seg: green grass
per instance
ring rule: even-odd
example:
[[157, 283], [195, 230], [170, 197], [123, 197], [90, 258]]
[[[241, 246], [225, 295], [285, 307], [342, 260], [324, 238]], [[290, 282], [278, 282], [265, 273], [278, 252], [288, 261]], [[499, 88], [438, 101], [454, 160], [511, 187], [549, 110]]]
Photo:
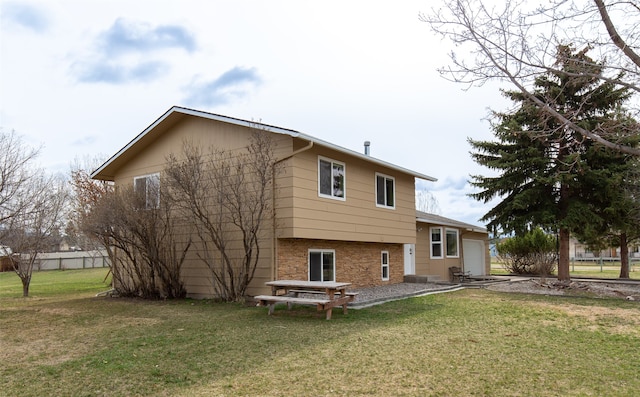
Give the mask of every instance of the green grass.
[[[108, 268], [33, 272], [29, 296], [68, 295], [96, 293], [108, 289], [111, 278], [106, 278]], [[22, 282], [14, 272], [0, 273], [0, 299], [22, 297]]]
[[[605, 263], [602, 266], [595, 262], [581, 262], [569, 265], [571, 277], [593, 277], [593, 278], [619, 278], [620, 263]], [[491, 274], [506, 275], [501, 264], [491, 263]], [[629, 276], [632, 280], [640, 280], [640, 264], [634, 262], [630, 267]]]
[[37, 297], [27, 299], [7, 296], [9, 279], [1, 275], [0, 395], [634, 396], [640, 390], [638, 302], [466, 289], [347, 315], [338, 310], [326, 321], [308, 307], [267, 316], [266, 308], [241, 304], [96, 298], [106, 289], [96, 284], [105, 273], [85, 272], [93, 286], [82, 292], [75, 286], [85, 273], [47, 272], [34, 285]]

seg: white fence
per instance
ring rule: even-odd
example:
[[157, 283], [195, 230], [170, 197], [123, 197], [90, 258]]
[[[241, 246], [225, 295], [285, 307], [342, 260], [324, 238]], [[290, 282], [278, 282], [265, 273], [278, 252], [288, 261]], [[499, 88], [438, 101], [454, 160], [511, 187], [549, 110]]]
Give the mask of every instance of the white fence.
[[106, 251], [69, 251], [50, 252], [38, 255], [34, 270], [68, 270], [108, 267], [109, 257]]

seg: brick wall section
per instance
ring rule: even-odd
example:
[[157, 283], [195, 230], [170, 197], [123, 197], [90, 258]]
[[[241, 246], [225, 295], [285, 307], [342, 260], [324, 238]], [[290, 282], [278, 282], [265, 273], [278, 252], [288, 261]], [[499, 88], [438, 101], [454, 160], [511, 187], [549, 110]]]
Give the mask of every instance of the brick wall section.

Aim of the task: Each line with "wall" in it must be identified and copied from the material.

Problem solution:
seg: brick wall section
Give the mask of every instance of the brick wall section.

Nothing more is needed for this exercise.